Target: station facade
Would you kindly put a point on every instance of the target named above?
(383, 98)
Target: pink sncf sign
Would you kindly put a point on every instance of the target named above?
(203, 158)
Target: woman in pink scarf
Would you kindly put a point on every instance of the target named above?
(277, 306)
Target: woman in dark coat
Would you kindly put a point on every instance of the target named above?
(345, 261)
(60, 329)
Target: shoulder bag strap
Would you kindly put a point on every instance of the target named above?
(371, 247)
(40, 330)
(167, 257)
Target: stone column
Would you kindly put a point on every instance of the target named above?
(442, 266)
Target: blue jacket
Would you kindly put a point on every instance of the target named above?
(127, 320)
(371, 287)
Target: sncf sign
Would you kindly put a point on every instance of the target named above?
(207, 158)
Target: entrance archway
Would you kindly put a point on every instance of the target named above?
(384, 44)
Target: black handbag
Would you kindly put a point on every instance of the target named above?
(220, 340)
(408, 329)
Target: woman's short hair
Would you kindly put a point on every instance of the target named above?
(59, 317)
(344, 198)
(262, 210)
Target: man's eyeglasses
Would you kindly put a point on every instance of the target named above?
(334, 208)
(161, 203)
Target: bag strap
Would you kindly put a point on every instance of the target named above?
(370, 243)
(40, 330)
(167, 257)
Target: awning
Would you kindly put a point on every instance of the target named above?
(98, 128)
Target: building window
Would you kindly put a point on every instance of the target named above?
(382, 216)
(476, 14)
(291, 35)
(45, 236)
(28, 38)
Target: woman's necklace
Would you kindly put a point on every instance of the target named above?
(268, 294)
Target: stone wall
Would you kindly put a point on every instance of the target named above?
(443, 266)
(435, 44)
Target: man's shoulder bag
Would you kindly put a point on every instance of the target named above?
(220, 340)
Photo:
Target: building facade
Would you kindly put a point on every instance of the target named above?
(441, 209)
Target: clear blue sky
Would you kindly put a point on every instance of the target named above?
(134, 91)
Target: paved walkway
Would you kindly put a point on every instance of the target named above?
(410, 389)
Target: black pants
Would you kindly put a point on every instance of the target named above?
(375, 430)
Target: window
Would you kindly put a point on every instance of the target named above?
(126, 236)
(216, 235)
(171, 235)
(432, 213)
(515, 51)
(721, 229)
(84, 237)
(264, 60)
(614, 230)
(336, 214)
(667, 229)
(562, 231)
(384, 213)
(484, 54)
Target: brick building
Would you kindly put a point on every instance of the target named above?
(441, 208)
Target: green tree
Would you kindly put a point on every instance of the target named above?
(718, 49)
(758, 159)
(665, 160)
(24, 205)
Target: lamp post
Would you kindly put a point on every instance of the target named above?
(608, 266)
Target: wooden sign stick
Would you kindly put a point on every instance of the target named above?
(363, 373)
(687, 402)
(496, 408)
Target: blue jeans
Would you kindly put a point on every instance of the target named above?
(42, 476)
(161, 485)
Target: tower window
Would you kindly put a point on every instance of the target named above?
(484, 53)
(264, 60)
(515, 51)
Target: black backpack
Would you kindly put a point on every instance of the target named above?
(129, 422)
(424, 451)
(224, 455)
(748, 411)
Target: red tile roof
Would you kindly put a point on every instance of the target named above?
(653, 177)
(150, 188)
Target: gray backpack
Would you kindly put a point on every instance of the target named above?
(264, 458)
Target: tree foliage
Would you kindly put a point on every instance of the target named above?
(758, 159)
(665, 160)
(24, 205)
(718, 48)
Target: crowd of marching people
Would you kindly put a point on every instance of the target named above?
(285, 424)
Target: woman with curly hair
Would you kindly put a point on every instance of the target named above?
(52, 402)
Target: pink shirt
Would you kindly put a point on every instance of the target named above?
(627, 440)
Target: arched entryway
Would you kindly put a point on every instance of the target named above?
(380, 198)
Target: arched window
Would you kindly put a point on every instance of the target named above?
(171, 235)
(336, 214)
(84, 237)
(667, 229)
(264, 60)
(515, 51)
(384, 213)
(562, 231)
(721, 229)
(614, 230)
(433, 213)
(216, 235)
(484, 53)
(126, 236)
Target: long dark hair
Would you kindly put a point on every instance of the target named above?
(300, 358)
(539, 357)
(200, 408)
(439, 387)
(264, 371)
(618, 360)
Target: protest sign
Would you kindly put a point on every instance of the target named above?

### WHAT TO PRODUCE
Return each line above exactly.

### OUTPUT FOR THIS TASK
Target: station facade
Would you kindly put a point on every instance of the target named above?
(383, 98)
Target: pink sncf sign
Would you kindly put a point on every instance of the target named above?
(203, 158)
Target: woman in pink scarf
Would you kindly put a point on every instance of the target named above?
(277, 306)
Target: woman in dark coat
Would you kindly put a point on every instance of the target named above?
(345, 261)
(60, 329)
Target: shoulder bag strap
Would you kindly put a point on every instance of the target named above?
(371, 247)
(40, 330)
(167, 257)
Target: stone column
Would you kindly put a point on every instance of the target named above?
(442, 266)
Target: blue jacket
Would you kindly put a point on every instance of the target named above?
(127, 320)
(371, 287)
Target: sncf sign
Would you kindly put a point on every instance of the target named above?
(207, 158)
Target: entrance archway
Would you kindly put a point on every instance of the target named above?
(384, 44)
Target: black handbag
Would you kindly put a point on every instance of the target named above?
(220, 340)
(408, 329)
Target: woman's short hair
Would you kindly put a point on every instance of the target named above?
(59, 317)
(344, 198)
(262, 210)
Target: man's eyeglasses
Would you kindly put a point on every instance of the target named above?
(334, 208)
(161, 203)
Target: bag strap
Would you kindly put a point on every instance of the target named above?
(370, 243)
(40, 330)
(167, 257)
Target: awning
Would you kindly put a point on every instance of the target named above?
(98, 128)
Target: building window
Would you kindly put a point on every instance of the target named above?
(382, 216)
(476, 14)
(291, 35)
(45, 236)
(28, 38)
Target: woman's necklace
Would you kindly put a point on every instance of the target named above?
(268, 294)
Target: stone wall
Would you kindly put a point on every instance of the target named above?
(443, 266)
(435, 44)
Target: man's shoulder bag
Would you kindly put a point on every instance of the target named above?
(220, 340)
Photo:
Target: building facade
Would you kindly put a point on every instance of the target named above?
(441, 209)
Target: clear blue sky
Would you kindly put a point on every instance of the target named above?
(134, 91)
Target: paved walkway
Would you kindly put a point on every instance of the target named above?
(410, 389)
Target: black pants
Would you kindly put a point on every instance of the target named above?
(375, 430)
Target: window
Would you kindly put a point on every instance of the target named above?
(126, 236)
(216, 235)
(171, 235)
(432, 213)
(515, 51)
(721, 229)
(84, 237)
(264, 60)
(614, 230)
(336, 214)
(667, 229)
(562, 231)
(384, 213)
(484, 54)
Target: brick building
Would you kindly put a point on every instance of the target named above?
(441, 208)
Target: green tree
Would you kindly put a point on every instance of the target named above?
(718, 49)
(758, 159)
(665, 160)
(24, 205)
Target: lamp post
Would you kindly put a point on every instance of the target named above?
(608, 266)
Target: wooden sign stick
Would you kindly put a point on every instance of the target named above?
(363, 373)
(687, 402)
(496, 408)
Target: blue jeans
Would you kindly put a point on every instance of the target named above?
(42, 476)
(161, 485)
Target: tower window
Would you kindly put a point on every instance of the target named above?
(484, 53)
(264, 60)
(515, 51)
Target: black backpack
Would you kindly put a point on every instance of the target named above?
(129, 422)
(424, 451)
(224, 455)
(748, 411)
Target: red tile roof
Would you kindly put a point on every instance of the target named above?
(653, 177)
(150, 188)
Target: gray backpack
Would you kindly put a point on every instance of the target named above?
(264, 458)
Target: tree foliage
Would you kindly put a point on every instance of the target named above?
(758, 159)
(665, 160)
(24, 205)
(718, 48)
Target: crowd of marching people
Would you kindly put a point on every instance of the target named above?
(285, 424)
Target: woman with curly hair
Would you kindly put a point on every instance of the target named above?
(52, 402)
Target: pink shirt
Would you kindly put a point on every instance of the target named above?
(627, 440)
Target: arched entryway
Would you kindly put a point on every instance of the target named above?
(380, 198)
Target: arched window
Would you kindly put a point on every instance of the target named above?
(171, 235)
(336, 214)
(84, 237)
(667, 229)
(264, 60)
(515, 51)
(384, 213)
(562, 231)
(721, 229)
(614, 230)
(433, 213)
(216, 235)
(484, 53)
(126, 236)
Target: long dark hair
Would you kindly put a point on every instance of the target named above?
(300, 358)
(539, 357)
(200, 408)
(439, 387)
(264, 371)
(618, 360)
Target: protest sign
Would you kindly put a point on every instance of the target named above?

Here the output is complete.